Named-object pointing rows
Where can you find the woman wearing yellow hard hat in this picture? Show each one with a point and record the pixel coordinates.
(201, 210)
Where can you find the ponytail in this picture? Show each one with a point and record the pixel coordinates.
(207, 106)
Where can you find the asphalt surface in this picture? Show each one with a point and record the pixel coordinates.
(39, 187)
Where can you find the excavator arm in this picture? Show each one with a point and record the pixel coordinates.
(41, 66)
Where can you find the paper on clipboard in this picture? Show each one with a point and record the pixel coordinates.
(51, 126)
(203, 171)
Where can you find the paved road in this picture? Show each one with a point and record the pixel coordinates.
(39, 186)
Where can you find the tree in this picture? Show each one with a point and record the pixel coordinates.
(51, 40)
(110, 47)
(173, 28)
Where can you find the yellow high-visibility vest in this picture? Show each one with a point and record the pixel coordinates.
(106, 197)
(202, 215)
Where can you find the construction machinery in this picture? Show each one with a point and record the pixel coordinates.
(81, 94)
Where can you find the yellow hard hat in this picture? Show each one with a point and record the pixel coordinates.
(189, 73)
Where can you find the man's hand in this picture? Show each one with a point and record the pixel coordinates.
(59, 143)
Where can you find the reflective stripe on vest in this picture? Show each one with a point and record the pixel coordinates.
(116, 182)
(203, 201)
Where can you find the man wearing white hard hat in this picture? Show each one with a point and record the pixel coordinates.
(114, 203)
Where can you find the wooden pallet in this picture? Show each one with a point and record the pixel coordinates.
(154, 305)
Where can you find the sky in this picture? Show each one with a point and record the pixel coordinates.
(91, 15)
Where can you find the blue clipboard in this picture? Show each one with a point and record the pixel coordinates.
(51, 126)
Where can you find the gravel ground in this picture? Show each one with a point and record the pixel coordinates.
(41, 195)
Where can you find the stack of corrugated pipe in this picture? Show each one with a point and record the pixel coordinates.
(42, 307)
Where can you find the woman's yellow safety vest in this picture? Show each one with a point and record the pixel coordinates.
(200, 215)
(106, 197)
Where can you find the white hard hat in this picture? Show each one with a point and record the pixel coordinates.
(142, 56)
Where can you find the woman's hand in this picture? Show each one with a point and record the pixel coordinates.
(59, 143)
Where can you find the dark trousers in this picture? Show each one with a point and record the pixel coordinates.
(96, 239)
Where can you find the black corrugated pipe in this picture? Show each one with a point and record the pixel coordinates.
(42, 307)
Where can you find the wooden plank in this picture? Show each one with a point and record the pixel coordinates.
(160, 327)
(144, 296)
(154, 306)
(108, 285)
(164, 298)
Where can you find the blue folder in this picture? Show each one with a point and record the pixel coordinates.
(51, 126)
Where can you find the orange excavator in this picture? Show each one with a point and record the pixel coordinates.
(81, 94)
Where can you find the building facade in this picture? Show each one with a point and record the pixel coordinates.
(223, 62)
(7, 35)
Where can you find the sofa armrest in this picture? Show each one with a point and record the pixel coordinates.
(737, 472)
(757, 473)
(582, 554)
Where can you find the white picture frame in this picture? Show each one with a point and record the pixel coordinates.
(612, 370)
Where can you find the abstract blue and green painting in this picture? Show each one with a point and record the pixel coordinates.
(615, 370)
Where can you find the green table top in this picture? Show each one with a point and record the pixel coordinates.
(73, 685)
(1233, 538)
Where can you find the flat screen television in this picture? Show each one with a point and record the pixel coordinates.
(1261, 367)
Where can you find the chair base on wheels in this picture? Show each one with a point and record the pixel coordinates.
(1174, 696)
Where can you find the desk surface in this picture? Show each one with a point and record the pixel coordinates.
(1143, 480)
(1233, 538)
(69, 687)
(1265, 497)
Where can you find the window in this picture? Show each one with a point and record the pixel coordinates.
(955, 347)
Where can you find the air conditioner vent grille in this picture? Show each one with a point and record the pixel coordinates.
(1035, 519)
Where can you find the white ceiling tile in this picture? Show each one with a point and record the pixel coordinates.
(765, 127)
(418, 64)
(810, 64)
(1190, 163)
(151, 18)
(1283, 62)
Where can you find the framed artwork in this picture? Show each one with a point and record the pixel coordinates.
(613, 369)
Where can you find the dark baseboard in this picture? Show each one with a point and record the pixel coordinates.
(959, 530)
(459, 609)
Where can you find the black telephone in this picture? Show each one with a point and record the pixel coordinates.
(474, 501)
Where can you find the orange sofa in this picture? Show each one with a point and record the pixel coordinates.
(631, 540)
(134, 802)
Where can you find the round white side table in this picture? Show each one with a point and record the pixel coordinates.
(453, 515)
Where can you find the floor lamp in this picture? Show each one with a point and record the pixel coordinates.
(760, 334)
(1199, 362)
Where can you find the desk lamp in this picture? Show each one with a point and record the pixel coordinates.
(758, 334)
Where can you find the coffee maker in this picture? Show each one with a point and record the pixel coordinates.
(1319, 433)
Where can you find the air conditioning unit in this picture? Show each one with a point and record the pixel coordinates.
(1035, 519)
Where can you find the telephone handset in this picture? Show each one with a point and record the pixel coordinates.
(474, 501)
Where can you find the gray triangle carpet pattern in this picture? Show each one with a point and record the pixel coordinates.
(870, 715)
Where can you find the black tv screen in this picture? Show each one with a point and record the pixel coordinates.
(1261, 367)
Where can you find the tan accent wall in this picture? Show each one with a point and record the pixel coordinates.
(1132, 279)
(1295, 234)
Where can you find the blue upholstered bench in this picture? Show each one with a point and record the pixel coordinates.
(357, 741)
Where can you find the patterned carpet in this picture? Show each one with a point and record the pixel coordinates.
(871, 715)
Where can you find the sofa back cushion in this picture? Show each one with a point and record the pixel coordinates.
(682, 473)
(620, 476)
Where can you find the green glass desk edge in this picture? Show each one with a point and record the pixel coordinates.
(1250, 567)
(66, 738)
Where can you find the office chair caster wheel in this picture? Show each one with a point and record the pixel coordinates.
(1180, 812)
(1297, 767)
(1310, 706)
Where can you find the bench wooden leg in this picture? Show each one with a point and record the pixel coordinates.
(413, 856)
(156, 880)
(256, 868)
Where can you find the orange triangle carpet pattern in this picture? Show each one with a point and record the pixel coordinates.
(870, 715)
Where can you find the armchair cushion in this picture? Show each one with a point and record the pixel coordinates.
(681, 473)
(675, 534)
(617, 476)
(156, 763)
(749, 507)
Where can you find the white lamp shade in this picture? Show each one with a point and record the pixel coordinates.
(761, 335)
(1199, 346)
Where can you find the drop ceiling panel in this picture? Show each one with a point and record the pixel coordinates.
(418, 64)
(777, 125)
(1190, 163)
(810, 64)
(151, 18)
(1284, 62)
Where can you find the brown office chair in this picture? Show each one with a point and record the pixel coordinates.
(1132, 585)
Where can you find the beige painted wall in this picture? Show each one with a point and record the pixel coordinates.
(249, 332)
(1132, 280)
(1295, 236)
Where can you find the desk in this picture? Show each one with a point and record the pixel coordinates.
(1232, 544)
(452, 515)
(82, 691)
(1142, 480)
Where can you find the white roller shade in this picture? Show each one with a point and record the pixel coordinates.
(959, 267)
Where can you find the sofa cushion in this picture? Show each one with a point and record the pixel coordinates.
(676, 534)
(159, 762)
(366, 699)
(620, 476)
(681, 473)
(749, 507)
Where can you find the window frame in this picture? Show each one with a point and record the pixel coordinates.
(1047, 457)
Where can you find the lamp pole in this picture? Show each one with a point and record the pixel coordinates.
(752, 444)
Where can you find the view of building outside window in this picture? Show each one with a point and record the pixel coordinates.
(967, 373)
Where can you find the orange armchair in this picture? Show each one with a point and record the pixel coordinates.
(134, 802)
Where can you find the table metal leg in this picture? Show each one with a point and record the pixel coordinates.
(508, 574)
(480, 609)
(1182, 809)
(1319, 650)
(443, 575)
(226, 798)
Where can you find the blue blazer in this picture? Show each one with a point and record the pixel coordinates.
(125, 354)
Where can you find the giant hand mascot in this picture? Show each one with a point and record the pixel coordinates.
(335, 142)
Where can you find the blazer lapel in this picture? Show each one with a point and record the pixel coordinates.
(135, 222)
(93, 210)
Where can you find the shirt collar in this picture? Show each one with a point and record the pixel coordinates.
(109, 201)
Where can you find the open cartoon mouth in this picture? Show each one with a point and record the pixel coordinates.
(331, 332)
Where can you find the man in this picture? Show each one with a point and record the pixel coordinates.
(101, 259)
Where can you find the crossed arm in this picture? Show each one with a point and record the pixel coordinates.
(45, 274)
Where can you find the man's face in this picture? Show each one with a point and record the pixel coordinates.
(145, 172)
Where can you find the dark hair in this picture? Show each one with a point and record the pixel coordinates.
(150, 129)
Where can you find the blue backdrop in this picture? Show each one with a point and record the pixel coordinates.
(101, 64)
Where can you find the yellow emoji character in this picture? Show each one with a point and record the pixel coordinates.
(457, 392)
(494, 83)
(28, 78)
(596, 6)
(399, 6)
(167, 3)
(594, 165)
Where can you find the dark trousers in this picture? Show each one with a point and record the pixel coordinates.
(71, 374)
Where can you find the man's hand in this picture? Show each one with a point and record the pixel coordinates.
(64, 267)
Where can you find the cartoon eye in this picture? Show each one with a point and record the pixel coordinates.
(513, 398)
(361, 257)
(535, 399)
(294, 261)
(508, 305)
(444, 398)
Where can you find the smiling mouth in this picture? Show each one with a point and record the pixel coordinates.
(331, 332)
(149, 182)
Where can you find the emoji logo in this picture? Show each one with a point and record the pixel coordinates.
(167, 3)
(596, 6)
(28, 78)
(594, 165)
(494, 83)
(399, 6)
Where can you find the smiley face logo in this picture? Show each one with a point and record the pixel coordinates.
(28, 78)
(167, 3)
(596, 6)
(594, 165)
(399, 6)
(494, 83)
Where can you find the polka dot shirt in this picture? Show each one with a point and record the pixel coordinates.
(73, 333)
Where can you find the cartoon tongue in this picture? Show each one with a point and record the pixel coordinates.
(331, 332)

Exercise requirements
Please render the lines from the one with "Where can you find the abstract" up to and including the one with "(1199, 362)" as a Markdown table with the columns No. and Line, numbering each line and skipping any blank ones.

Complete answer
| No. | Line |
|---|---|
| 1 | Where can you find the abstract blue and green painting in this picture? Show each one with a point and record the pixel coordinates. |
| 2 | (615, 370) |
| 3 | Where can you find the green table top in this picture? Show each one with a point and record the pixel coordinates. |
| 4 | (73, 685) |
| 5 | (1233, 538) |
| 6 | Where can you find the flat screen television in this picture? Show each one with a point and record the pixel coordinates. |
| 7 | (1261, 367) |
| 8 | Where can you find the chair base on wheels in this picture? Show each one with a point and record the pixel coordinates. |
| 9 | (1174, 696) |
| 10 | Where can you find the desk surface in this picture? Show each one with a point and record the pixel coordinates. |
| 11 | (1143, 480) |
| 12 | (1233, 538) |
| 13 | (69, 687) |
| 14 | (1265, 497) |
| 15 | Where can you find the window in this picture? Show each one with a point and record the pixel coordinates. |
| 16 | (955, 347) |
| 17 | Where can you find the air conditioner vent grille in this picture? Show each one with a point and record the pixel coordinates. |
| 18 | (1035, 519) |
| 19 | Where can you find the white ceiling tile in this picture? Show each one with a point and record the pixel coordinates. |
| 20 | (765, 127) |
| 21 | (418, 64) |
| 22 | (810, 64) |
| 23 | (1190, 163) |
| 24 | (151, 18) |
| 25 | (1283, 62) |
| 26 | Where can you find the framed artwork in this picture? Show each one with a point and record the pixel coordinates. |
| 27 | (613, 369) |
| 28 | Where can you find the dark baseboard in this picture? Show each one with a point and record the pixel coordinates. |
| 29 | (959, 530) |
| 30 | (459, 609) |
| 31 | Where can you find the black telephone in this picture? Show each one with a point and record the pixel coordinates. |
| 32 | (474, 501) |
| 33 | Where can you find the orange sofa in this picture? Show each one with a point and record the pixel coordinates. |
| 34 | (631, 540) |
| 35 | (134, 802) |
| 36 | Where can you find the round white side table in this picture? Show each one with a point and record the pixel coordinates. |
| 37 | (453, 515) |
| 38 | Where can you find the floor lamp in this picture? Show each one with a point and record the pixel coordinates. |
| 39 | (760, 334) |
| 40 | (1199, 362) |